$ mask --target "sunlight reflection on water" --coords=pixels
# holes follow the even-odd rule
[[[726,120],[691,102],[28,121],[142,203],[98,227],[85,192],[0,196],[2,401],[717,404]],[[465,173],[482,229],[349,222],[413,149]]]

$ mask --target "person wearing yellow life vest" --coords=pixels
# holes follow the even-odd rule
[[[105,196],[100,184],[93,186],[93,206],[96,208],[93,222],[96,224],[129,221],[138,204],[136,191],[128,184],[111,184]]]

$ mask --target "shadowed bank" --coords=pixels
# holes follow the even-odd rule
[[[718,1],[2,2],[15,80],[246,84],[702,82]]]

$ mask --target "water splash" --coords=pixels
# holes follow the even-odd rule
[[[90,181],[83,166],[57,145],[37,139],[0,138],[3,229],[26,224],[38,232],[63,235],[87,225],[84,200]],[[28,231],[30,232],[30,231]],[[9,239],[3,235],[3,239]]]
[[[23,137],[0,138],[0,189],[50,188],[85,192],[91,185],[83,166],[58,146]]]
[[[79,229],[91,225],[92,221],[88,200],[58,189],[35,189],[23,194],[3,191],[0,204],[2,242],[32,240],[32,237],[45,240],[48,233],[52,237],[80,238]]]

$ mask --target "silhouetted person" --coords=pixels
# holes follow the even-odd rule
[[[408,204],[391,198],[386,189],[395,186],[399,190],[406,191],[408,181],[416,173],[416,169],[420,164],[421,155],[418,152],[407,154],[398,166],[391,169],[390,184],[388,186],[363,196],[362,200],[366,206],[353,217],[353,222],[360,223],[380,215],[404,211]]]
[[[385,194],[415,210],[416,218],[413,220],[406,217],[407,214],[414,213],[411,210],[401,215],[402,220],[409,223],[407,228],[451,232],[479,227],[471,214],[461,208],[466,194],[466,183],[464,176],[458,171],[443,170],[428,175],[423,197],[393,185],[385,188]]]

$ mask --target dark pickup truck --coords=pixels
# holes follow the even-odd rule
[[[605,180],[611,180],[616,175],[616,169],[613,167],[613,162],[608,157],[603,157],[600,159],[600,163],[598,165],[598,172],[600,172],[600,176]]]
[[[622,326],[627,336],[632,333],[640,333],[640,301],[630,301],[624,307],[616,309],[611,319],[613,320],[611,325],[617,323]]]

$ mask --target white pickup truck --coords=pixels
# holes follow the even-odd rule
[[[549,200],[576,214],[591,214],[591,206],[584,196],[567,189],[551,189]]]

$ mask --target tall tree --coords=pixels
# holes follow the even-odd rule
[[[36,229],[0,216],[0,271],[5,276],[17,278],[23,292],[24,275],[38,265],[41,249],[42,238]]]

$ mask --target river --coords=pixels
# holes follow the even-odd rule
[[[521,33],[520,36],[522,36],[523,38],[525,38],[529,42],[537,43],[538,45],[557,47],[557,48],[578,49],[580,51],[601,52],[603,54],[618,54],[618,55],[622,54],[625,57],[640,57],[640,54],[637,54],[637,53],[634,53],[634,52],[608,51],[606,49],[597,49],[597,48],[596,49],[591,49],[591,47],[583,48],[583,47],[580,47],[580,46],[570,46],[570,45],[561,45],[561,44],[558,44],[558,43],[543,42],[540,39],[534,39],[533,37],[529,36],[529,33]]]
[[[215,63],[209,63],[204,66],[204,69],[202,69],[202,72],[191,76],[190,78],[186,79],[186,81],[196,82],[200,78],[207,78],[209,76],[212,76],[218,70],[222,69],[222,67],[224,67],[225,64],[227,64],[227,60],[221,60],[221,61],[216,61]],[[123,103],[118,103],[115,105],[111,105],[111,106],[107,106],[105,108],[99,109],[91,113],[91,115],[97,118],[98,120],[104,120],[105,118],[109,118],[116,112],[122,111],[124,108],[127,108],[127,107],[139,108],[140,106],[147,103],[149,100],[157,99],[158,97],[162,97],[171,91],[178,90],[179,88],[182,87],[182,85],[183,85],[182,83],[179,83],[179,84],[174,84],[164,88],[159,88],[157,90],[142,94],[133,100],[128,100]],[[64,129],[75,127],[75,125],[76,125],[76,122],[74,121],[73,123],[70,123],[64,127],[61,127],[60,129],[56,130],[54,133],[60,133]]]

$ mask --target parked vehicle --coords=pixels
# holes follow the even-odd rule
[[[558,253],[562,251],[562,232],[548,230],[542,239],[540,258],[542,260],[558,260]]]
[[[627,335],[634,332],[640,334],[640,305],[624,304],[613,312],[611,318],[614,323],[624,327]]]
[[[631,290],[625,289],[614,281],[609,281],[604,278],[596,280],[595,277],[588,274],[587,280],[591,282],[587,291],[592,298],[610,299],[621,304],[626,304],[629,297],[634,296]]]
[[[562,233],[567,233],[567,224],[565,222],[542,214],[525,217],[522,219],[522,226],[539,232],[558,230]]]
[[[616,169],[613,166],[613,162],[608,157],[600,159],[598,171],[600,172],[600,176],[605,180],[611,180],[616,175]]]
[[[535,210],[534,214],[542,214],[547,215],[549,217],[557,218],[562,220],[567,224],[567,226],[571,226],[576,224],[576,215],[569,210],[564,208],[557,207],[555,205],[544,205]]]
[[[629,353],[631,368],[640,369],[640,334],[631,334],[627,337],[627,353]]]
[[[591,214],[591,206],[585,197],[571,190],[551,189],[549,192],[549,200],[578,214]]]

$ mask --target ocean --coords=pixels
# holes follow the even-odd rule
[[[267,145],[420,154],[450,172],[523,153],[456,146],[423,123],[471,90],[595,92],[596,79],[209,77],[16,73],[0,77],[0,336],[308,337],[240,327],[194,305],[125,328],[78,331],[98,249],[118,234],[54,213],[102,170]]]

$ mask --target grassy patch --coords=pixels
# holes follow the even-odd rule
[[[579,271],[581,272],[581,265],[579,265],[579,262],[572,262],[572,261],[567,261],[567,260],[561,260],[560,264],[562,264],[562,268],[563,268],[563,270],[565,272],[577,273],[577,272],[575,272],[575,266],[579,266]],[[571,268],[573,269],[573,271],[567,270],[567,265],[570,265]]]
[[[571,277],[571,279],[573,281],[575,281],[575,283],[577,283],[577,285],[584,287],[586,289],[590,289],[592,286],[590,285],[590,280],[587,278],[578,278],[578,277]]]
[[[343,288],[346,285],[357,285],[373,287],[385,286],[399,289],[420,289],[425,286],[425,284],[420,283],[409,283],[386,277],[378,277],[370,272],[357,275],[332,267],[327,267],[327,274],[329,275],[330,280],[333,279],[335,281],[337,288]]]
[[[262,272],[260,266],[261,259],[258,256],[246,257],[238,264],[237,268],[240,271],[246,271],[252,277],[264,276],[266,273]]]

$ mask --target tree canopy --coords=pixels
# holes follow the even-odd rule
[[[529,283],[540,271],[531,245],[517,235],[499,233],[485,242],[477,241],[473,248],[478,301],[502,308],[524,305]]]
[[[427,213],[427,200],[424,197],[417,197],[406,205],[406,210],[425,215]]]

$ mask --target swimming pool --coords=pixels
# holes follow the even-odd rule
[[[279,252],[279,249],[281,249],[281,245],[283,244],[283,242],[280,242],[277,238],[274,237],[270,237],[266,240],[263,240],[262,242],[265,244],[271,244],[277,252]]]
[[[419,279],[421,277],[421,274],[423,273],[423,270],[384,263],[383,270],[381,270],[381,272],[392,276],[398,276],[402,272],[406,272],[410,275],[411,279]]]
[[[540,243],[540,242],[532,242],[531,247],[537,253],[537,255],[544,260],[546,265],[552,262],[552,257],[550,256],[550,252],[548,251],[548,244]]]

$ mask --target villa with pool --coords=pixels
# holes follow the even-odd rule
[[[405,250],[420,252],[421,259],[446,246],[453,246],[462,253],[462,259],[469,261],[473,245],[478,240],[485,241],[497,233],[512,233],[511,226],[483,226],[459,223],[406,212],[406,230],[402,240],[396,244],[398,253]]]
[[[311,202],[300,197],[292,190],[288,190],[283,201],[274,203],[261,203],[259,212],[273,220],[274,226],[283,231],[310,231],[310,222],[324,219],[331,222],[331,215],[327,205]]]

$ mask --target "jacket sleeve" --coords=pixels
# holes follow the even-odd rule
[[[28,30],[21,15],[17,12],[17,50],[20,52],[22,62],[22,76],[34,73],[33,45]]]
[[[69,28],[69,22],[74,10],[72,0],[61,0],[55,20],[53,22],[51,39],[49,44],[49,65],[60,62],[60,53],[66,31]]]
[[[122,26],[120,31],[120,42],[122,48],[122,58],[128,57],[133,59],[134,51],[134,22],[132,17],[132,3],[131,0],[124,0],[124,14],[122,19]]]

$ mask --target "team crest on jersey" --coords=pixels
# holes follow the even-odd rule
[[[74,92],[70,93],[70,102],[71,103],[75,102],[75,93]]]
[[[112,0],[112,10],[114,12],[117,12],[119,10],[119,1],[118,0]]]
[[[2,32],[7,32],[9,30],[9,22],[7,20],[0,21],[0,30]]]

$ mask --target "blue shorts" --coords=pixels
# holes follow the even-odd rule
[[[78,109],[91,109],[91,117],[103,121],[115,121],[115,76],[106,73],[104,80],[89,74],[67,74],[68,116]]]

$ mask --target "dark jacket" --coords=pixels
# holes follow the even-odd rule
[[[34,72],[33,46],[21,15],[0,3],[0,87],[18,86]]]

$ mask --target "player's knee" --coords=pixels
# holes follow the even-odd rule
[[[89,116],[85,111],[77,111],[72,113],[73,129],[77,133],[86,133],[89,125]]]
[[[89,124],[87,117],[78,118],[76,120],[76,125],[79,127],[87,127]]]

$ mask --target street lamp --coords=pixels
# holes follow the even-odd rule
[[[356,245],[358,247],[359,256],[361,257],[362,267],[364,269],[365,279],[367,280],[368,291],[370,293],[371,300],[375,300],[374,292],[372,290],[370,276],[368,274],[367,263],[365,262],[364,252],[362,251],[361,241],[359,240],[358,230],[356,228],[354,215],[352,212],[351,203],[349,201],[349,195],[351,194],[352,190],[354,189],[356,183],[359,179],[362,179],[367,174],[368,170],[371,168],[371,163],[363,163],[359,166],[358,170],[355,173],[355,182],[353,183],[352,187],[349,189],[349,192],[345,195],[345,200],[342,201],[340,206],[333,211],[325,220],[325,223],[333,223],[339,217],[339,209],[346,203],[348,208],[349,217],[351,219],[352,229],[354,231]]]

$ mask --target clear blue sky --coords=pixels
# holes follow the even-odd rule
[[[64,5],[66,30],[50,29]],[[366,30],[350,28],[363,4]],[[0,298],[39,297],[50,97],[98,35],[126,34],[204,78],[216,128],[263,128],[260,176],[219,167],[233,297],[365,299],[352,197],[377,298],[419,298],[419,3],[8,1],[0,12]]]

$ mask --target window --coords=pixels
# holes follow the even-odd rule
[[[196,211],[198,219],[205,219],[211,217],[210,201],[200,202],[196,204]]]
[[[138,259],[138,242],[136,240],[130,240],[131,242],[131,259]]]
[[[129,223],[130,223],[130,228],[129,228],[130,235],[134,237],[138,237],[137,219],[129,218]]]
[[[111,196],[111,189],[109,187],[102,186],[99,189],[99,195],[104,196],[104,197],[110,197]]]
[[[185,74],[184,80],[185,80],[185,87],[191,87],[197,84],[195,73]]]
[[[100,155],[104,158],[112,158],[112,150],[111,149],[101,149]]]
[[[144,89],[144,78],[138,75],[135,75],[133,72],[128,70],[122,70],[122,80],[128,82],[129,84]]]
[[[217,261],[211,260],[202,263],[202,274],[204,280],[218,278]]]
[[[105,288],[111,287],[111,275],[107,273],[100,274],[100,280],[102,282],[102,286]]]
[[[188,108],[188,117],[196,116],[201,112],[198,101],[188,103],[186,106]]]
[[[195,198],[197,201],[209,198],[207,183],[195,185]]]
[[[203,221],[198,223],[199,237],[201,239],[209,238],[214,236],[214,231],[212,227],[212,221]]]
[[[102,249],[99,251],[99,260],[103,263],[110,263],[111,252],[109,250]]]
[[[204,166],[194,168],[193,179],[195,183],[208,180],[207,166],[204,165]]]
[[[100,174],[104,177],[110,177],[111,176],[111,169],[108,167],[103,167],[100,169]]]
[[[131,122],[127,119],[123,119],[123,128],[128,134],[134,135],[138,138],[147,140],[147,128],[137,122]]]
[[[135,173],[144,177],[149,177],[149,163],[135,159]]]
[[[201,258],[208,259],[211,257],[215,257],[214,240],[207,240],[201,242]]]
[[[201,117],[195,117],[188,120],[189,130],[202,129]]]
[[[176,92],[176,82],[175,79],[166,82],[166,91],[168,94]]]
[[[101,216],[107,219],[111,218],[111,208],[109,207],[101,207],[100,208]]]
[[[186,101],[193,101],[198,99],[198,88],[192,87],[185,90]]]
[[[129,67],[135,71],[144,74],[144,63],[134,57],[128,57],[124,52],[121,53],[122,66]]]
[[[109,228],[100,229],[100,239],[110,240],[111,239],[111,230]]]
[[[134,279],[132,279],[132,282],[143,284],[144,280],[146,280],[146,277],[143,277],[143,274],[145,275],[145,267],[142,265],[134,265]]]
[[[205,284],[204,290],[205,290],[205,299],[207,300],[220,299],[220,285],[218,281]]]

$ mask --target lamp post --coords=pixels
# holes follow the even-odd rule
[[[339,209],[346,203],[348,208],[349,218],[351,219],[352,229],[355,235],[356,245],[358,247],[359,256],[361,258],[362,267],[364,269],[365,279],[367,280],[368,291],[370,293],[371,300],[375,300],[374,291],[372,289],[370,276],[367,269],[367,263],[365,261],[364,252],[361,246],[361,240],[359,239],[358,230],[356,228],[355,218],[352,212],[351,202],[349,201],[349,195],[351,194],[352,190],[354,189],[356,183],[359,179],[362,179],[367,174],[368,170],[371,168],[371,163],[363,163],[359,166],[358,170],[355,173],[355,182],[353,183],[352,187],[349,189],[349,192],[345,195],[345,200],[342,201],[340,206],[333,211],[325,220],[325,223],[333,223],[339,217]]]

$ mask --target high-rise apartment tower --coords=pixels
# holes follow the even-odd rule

# EXERCISE REQUIREMENTS
After going through the entries, say how many lines contain the string "water". Nothing else belongs in the reply.

# SOLUTION TO THE EXERCISE
2